___ RECORDS FOR THIS TASK ___

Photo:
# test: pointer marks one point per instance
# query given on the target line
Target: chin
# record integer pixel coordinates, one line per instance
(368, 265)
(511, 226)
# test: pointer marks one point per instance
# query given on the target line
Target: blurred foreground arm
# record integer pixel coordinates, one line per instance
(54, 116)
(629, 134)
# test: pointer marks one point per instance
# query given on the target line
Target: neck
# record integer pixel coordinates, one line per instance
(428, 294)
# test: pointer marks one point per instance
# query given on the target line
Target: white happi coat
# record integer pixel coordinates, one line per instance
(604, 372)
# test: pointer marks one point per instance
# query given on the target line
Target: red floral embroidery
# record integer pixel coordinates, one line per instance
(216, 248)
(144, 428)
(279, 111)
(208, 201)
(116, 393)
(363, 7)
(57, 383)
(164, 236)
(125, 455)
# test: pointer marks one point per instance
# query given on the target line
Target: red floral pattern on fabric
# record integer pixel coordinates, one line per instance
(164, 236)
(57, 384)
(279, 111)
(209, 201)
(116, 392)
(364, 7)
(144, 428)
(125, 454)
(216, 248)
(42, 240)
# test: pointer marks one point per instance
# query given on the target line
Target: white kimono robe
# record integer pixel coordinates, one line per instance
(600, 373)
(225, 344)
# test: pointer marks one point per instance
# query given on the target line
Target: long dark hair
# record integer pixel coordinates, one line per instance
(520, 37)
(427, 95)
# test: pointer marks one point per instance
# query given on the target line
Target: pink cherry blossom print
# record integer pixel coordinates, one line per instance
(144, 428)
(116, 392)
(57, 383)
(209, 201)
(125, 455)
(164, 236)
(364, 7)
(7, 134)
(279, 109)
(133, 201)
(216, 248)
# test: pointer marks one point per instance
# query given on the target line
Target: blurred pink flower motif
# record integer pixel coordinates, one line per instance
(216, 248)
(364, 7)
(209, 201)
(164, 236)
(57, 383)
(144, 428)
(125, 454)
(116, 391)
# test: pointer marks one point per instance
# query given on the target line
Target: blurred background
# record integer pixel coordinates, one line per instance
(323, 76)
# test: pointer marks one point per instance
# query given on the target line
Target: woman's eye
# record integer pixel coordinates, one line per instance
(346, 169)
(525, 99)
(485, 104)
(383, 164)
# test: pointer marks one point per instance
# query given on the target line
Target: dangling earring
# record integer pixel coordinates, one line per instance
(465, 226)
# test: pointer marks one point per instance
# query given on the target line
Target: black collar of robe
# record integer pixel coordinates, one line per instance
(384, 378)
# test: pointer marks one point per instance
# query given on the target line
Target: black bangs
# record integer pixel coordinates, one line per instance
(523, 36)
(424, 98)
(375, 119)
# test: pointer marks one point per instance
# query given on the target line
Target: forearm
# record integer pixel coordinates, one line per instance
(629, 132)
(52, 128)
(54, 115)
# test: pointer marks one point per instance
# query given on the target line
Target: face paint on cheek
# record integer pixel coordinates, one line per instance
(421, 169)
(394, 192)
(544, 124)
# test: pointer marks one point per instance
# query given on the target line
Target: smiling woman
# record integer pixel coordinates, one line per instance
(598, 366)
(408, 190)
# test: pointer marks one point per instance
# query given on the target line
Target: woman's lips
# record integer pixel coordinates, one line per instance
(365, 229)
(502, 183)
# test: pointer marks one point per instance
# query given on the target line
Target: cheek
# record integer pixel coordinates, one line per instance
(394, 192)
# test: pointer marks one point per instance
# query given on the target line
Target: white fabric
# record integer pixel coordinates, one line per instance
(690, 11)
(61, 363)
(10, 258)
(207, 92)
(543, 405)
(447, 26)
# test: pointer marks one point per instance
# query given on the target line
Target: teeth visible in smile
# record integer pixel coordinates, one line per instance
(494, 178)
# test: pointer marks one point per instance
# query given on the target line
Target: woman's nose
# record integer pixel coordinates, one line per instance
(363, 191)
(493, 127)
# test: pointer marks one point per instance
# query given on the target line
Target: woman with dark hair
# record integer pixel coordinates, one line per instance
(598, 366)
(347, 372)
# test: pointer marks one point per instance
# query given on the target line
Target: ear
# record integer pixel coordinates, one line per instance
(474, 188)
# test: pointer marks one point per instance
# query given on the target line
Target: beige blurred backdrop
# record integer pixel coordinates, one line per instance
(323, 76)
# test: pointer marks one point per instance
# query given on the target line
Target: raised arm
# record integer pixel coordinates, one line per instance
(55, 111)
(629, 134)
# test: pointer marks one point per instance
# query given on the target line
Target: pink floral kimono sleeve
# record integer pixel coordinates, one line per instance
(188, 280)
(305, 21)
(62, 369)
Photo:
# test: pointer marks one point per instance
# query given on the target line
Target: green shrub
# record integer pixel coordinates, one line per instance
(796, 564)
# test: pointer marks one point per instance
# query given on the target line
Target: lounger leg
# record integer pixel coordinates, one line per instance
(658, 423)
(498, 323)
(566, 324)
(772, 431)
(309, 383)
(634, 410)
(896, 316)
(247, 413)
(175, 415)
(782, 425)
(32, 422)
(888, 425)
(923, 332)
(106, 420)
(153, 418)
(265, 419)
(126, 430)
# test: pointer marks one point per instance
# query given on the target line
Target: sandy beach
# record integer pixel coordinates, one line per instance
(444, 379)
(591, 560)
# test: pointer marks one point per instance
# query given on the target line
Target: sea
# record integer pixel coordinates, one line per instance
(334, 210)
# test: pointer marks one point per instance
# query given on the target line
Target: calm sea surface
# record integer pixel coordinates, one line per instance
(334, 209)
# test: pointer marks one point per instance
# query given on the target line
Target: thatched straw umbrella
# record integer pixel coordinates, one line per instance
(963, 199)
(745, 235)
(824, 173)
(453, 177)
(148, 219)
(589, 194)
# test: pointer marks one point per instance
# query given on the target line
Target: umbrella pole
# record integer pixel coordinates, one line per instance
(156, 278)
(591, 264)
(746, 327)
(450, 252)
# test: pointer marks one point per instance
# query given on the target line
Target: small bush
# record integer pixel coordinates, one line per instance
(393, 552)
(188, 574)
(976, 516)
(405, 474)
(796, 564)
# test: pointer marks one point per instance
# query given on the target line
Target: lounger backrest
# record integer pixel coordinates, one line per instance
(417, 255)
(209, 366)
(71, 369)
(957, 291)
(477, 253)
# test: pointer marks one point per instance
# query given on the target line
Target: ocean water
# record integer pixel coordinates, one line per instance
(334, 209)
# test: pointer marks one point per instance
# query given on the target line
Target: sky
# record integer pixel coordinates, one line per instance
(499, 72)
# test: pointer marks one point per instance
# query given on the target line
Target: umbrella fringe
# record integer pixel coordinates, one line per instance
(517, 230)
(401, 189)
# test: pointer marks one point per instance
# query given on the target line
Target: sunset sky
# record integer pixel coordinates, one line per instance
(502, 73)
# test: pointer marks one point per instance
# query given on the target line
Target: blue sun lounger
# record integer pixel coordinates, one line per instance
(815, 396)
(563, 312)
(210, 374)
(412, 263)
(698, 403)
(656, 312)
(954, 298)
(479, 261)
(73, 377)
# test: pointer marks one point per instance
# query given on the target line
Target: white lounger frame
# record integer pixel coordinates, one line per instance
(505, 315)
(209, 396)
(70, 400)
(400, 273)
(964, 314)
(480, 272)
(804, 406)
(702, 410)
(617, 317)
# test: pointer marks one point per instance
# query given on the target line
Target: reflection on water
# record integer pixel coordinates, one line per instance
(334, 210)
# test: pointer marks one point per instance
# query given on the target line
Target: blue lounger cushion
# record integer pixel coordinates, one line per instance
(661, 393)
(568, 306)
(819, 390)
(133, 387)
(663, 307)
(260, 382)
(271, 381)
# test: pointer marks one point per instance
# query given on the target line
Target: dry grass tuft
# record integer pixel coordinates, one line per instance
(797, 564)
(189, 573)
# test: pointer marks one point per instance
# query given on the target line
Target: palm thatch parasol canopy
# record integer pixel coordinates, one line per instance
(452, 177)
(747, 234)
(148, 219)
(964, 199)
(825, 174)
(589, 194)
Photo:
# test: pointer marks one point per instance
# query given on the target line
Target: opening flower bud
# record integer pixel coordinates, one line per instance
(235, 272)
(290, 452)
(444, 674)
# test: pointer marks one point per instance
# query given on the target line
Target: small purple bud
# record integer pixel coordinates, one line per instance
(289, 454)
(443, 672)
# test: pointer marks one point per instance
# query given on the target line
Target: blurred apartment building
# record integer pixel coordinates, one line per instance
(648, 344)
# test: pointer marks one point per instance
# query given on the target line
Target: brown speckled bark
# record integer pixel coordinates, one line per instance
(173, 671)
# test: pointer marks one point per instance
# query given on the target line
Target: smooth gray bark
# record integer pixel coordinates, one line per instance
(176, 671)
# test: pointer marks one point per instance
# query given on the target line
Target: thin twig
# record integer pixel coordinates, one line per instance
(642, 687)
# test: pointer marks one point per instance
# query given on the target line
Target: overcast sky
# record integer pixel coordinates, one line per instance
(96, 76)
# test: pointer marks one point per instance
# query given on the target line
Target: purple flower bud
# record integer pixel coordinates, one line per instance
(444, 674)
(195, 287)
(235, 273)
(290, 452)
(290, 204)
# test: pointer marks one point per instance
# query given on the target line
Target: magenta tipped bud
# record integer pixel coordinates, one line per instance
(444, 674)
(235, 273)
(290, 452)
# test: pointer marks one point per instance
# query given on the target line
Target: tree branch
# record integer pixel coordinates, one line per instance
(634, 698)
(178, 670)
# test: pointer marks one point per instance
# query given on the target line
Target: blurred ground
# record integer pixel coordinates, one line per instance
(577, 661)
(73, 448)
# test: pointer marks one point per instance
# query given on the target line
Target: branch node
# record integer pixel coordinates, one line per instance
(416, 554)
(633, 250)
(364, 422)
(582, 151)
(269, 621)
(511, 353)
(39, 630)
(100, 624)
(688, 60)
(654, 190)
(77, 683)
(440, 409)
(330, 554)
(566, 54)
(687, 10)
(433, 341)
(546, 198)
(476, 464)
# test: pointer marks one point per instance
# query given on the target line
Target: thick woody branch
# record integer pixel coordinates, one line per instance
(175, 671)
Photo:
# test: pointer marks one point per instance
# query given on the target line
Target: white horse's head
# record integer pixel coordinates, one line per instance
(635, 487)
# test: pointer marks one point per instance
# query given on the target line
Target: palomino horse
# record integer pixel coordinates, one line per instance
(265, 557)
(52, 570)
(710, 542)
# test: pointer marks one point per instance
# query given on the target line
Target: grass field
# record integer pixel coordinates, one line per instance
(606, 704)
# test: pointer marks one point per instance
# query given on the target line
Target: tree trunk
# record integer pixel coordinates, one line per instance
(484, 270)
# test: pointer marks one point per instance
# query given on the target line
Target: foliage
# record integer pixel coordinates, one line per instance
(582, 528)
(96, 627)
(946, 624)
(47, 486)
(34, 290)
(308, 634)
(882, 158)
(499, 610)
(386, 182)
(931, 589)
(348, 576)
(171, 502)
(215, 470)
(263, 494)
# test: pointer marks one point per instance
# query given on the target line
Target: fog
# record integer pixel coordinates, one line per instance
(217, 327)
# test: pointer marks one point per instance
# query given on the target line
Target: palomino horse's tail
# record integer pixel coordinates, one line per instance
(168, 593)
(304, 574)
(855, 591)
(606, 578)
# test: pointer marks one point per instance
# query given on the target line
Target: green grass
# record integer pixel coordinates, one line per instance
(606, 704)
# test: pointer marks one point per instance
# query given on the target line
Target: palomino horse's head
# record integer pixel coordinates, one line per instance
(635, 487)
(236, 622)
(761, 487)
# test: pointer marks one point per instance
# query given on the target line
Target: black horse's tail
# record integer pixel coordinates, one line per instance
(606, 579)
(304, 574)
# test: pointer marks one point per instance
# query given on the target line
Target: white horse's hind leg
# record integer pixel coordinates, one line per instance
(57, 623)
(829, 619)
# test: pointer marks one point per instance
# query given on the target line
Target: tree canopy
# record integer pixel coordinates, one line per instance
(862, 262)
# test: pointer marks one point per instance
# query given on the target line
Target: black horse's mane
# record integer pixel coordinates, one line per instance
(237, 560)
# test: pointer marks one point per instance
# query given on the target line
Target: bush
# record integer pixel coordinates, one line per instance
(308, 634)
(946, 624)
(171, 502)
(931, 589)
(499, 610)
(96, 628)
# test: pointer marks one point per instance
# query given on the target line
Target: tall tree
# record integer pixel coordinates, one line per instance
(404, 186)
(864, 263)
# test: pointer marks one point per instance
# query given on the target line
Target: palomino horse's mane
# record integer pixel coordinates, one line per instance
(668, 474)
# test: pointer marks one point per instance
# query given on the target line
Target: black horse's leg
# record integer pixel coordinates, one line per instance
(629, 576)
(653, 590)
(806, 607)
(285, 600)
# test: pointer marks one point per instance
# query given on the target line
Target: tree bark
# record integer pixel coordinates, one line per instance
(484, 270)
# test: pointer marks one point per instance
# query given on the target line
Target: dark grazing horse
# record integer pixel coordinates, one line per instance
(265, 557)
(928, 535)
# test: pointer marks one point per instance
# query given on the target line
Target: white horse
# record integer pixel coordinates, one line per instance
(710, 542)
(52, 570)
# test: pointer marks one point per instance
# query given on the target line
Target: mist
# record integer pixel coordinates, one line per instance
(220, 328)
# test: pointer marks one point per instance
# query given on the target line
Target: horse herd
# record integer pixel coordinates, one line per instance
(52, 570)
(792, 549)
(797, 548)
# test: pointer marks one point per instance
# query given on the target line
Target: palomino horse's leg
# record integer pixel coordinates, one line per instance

___

== ACTIVITY ==
Could you write out exactly the lines above, starting at the first one and ending with the line that has "Target: white kimono robe"?

== THE COMPLETED TASK ==
Photo:
# test: pointer marks one point per instance
# query given on the target line
Target: chin
# record integer pixel coordinates, one line per instance
(368, 265)
(511, 226)
# test: pointer marks one point per instance
# query given on the target line
Target: blurred foreground arm
# record integer pixel coordinates, one line per instance
(54, 116)
(629, 134)
# test: pointer marks one point per instance
# query given on the target line
Target: neck
# record integer pixel coordinates, one line per instance
(428, 294)
# test: pointer marks one point per instance
# query given on the target line
Target: white happi coat
# record integer pixel coordinates, one line per instance
(604, 372)
# test: pointer marks one point per instance
# query given on the target line
Target: red floral embroidery
# record integer pixel coordinates, one line per instance
(216, 248)
(144, 428)
(279, 111)
(208, 201)
(116, 393)
(363, 7)
(57, 383)
(164, 236)
(125, 455)
# test: pointer marks one point per instance
# query given on the target line
Target: red floral pattern on fabric
# record integer pixel coordinates, one line per instance
(164, 236)
(57, 384)
(279, 111)
(209, 201)
(116, 392)
(364, 7)
(144, 428)
(125, 454)
(216, 248)
(42, 240)
# test: pointer marks one point per instance
# query given on the target line
Target: white kimono robe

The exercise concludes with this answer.